*Exercise goal*.
Reproduce all of the data below line for line, changing nothing.

*Entries provided*.

>> begin

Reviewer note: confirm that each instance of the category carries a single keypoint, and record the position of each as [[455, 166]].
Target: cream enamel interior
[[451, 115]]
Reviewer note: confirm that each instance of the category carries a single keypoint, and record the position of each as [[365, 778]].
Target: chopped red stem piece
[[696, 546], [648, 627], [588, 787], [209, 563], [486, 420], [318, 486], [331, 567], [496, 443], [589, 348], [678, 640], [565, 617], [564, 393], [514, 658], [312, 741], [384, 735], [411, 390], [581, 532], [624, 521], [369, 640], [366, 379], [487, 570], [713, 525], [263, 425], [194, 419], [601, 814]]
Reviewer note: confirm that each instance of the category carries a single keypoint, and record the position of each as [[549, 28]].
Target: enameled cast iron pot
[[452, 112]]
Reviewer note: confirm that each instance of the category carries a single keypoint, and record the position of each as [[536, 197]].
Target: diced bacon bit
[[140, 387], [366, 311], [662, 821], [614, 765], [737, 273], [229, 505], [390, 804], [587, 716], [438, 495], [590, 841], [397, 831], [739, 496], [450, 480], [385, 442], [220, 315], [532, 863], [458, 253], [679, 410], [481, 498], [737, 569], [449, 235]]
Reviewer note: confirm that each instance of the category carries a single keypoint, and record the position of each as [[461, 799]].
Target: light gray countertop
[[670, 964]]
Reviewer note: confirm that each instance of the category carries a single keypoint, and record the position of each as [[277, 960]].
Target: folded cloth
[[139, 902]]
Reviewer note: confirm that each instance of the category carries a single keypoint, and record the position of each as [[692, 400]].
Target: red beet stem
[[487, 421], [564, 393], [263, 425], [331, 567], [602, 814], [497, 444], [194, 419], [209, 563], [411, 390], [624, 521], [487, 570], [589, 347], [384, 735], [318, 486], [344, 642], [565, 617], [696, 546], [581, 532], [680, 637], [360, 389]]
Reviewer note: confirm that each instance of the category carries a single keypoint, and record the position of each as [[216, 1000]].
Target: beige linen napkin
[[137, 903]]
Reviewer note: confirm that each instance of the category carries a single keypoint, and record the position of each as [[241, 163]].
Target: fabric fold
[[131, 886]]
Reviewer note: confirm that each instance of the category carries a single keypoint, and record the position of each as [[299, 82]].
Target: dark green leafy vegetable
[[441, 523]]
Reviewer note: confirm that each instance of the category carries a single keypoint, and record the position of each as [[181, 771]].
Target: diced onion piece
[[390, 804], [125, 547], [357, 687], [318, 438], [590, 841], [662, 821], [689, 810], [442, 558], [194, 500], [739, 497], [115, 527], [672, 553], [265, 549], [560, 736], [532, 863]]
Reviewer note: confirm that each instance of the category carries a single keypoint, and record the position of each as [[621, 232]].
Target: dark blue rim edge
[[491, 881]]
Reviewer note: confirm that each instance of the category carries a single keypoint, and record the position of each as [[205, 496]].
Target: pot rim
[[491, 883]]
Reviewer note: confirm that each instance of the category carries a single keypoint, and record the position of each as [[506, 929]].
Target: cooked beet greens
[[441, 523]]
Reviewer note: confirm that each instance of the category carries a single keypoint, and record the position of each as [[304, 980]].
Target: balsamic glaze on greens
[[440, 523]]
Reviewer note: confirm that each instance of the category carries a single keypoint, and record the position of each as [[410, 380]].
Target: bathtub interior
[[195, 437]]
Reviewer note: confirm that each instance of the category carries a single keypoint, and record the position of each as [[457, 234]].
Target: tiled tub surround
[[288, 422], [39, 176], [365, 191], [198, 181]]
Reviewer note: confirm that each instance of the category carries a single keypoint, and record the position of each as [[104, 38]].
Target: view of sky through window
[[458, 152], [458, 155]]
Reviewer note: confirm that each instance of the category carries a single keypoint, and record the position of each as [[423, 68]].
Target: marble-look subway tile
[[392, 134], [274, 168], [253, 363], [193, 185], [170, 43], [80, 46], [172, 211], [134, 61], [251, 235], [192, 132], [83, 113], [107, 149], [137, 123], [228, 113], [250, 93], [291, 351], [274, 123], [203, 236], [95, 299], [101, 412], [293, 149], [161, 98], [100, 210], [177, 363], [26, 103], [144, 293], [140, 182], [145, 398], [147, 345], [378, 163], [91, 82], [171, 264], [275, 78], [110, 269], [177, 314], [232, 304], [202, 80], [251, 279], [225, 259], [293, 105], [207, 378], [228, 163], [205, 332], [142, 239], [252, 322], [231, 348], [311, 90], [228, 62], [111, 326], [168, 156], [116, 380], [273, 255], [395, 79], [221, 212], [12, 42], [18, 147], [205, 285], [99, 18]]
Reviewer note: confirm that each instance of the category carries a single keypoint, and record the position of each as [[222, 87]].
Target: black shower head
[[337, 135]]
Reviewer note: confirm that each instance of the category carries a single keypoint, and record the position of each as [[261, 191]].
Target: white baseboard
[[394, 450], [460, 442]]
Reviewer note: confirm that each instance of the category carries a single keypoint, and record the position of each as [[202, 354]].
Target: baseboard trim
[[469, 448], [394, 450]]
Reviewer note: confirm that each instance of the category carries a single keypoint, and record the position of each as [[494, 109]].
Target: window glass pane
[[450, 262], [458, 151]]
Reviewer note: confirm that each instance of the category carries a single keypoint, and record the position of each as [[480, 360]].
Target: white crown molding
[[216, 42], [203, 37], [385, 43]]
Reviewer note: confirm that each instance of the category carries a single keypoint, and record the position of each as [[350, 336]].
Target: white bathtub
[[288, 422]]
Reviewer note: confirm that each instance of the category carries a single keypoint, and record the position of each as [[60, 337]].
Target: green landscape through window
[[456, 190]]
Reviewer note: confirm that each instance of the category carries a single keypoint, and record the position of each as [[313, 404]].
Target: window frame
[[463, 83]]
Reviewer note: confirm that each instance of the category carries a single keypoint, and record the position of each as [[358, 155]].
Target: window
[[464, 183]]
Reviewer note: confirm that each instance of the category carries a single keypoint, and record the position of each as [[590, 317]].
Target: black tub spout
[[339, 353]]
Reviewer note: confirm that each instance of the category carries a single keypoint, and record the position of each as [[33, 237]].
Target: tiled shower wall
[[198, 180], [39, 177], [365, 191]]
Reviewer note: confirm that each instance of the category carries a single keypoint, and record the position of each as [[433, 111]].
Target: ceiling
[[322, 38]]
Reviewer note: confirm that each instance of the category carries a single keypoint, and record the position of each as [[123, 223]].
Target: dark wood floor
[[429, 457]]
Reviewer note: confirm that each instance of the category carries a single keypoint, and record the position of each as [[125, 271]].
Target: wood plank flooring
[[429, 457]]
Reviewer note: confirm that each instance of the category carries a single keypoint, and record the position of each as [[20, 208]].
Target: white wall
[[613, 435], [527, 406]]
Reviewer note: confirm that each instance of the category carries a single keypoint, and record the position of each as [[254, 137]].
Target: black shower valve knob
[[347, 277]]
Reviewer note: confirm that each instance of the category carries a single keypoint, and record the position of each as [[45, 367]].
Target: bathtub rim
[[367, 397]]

>> end

*Full answer*.
Reviewer note: confirm that each instance of the category carries a single keypoint, and record the position of each as [[455, 166]].
Target: cream enamel interior
[[451, 115]]
Reviewer note: confirm that each instance of the category carries a single keypoint, and record the position of each as [[365, 778]].
Target: chopped red stem piece
[[696, 546], [648, 627], [588, 787], [209, 563], [486, 420], [318, 486], [331, 567], [496, 443], [589, 348], [678, 640], [565, 617], [564, 393], [514, 658], [312, 741], [384, 735], [411, 390], [581, 532], [624, 521], [369, 640], [366, 379], [487, 570], [713, 525], [263, 425], [194, 419], [601, 814]]
Reviewer note: confirm that each instance of the category carries a single keypoint, and record the position of each as [[549, 28]].
Target: enameled cast iron pot
[[452, 112]]
Reviewer note: confirm that each instance of the category carries a single keypoint, and record the position of each as [[536, 197]].
Target: diced bacon bit
[[140, 387], [366, 311], [662, 821], [614, 765], [737, 273], [229, 505], [390, 804], [587, 716], [438, 495], [590, 841], [397, 831], [739, 496], [450, 480], [385, 442], [220, 315], [532, 863], [458, 253], [679, 410], [481, 498], [737, 569], [449, 235]]
Reviewer note: confirm that each instance of the category carries a single keypoint, and record the position of each as [[461, 799]].
Target: light gray countertop
[[670, 964]]
Reviewer note: confirm that each instance of the category carries a single keypoint, and record the position of each as [[277, 960]].
Target: folded cloth
[[139, 902]]
Reviewer note: confirm that each instance of the category carries a single keypoint, and record the position of each as [[692, 400]].
Target: red beet stem
[[487, 421], [564, 393], [263, 425], [331, 567], [602, 814], [497, 444], [194, 419], [209, 563], [411, 390], [624, 521], [487, 570], [589, 347], [384, 735], [318, 486], [344, 642], [565, 617], [696, 546], [581, 532], [680, 637], [360, 389]]
Reviewer note: confirm that each instance of the category carries a single keypoint, and record the position of each as [[216, 1000]].
Target: beige linen napkin
[[137, 903]]
Reviewer note: confirm that each instance of the category carries a single keypoint, and record the position of each as [[241, 163]].
Target: fabric fold
[[131, 886]]
Reviewer note: confirm that each instance of the category carries a single keypoint, and record the position of each as [[299, 82]].
Target: dark green leafy vegetable
[[441, 523]]
Reviewer note: confirm that each instance of the category carries a single keypoint, and record the position of each as [[181, 771]].
Target: diced onion piece
[[390, 804], [125, 547], [357, 687], [318, 438], [590, 841], [662, 821], [689, 810], [442, 558], [194, 500], [739, 497], [115, 527], [672, 553], [265, 549], [560, 736], [532, 863]]
Reviewer note: confirm that each instance of the category carries a single keypoint, and record the position of each as [[621, 232]].
Target: dark blue rim edge
[[491, 881]]
Reviewer note: confirm that each instance of the category carries a single keypoint, and record the position of each as [[205, 496]].
Target: pot rim
[[491, 883]]
Reviewer note: confirm that each instance of the category carries a single keypoint, and record the position of each as [[506, 929]].
Target: cooked beet greens
[[441, 523]]
Reviewer note: confirm that each instance of the category carries a single keypoint, and record the position of each as [[304, 980]].
Target: balsamic glaze on greens
[[440, 523]]
Reviewer note: confirm that each instance of the category carries a single keypoint, and record the position of each as [[410, 380]].
Target: bathtub interior
[[195, 437]]
Reviewer note: confirm that each instance of the category carries a single keypoint, and record the position of each as [[457, 234]].
Target: tiled tub surround
[[288, 422], [39, 176], [365, 191], [198, 181]]
Reviewer note: confirm that each instance of the category carries a single keypoint, and record the position of each as [[104, 38]].
Target: view of sky through window
[[458, 152], [458, 155]]
Reviewer note: confirm that each instance of the category carries a single keypoint, and record the position of each as [[423, 68]].
Target: marble-look subway tile
[[392, 134], [274, 168], [253, 363], [193, 185], [170, 43], [80, 46], [172, 211], [134, 61], [251, 235], [192, 132], [83, 113], [107, 149], [137, 123], [228, 113], [250, 93], [291, 351], [274, 123], [203, 236], [95, 299], [101, 412], [293, 149], [161, 98], [100, 210], [177, 363], [26, 103], [144, 293], [140, 182], [145, 398], [147, 345], [378, 163], [91, 82], [171, 264], [275, 78], [110, 269], [177, 314], [232, 304], [202, 80], [251, 279], [225, 259], [293, 105], [207, 378], [228, 163], [205, 332], [142, 239], [252, 322], [231, 348], [311, 90], [228, 62], [111, 326], [168, 156], [116, 380], [273, 255], [395, 79], [221, 212], [12, 42], [18, 147], [205, 285], [99, 18]]
Reviewer note: confirm that each instance of the category carries a single keypoint, and record the position of each as [[222, 87]].
Target: black shower head
[[337, 135]]
Reviewer note: confirm that each instance of the category carries a single keypoint, and record the position of each as [[261, 191]].
Target: white baseboard
[[394, 450], [460, 442]]
Reviewer note: confirm that each instance of the category carries a single keypoint, and record the position of each as [[202, 354]].
Target: baseboard trim
[[469, 448], [394, 450]]
Reviewer note: confirm that each instance of the category carries a single keypoint, and record the position of each as [[494, 109]].
Target: window glass pane
[[450, 262], [458, 151]]
Reviewer note: confirm that each instance of the category carries a single keypoint, and record the position of each as [[480, 360]].
Target: white crown molding
[[216, 42], [203, 37], [385, 43]]
Reviewer note: confirm that each instance of the category carries a single keypoint, and record the position of each as [[350, 336]].
Target: white bathtub
[[288, 422]]
Reviewer note: confirm that each instance of the category carries a single keypoint, and record the position of each as [[60, 337]].
Target: green landscape through window
[[456, 190]]
Reviewer note: confirm that each instance of the category carries a single keypoint, and record the position of each as [[313, 404]].
Target: window frame
[[463, 83]]
Reviewer note: confirm that each instance of the category carries a single keypoint, and record the position of each as [[358, 155]].
Target: window
[[464, 183]]
Reviewer note: confirm that each instance of the category carries a single keypoint, and record the position of each as [[590, 317]].
Target: black tub spout
[[339, 353]]
Reviewer note: confirm that each instance of the category carries a single keypoint, and record the position of each as [[33, 237]].
Target: tiled shower wall
[[198, 180], [39, 177], [365, 191]]
Reviewer note: confirm that each instance of the category carries a single keypoint, and record the position of each as [[433, 111]].
Target: ceiling
[[322, 38]]
Reviewer note: confirm that each instance of the category carries a single keypoint, and record the position of each as [[123, 223]].
Target: dark wood floor
[[429, 457]]
Reviewer note: confirm that each instance of the category carries a single keypoint, and record the position of each as [[125, 271]].
Target: wood plank flooring
[[429, 457]]
Reviewer note: confirm that each instance of the category carries a single keypoint, and record the position of each as [[20, 208]].
Target: white wall
[[613, 435], [527, 406]]
Reviewer note: confirm that each instance of the category carries a single keypoint, and record the position of each as [[254, 137]].
Target: black shower valve knob
[[347, 277]]
Reviewer note: confirm that each instance of the category carries a single keypoint, and record the position of each as [[45, 367]].
Target: bathtub rim
[[367, 397]]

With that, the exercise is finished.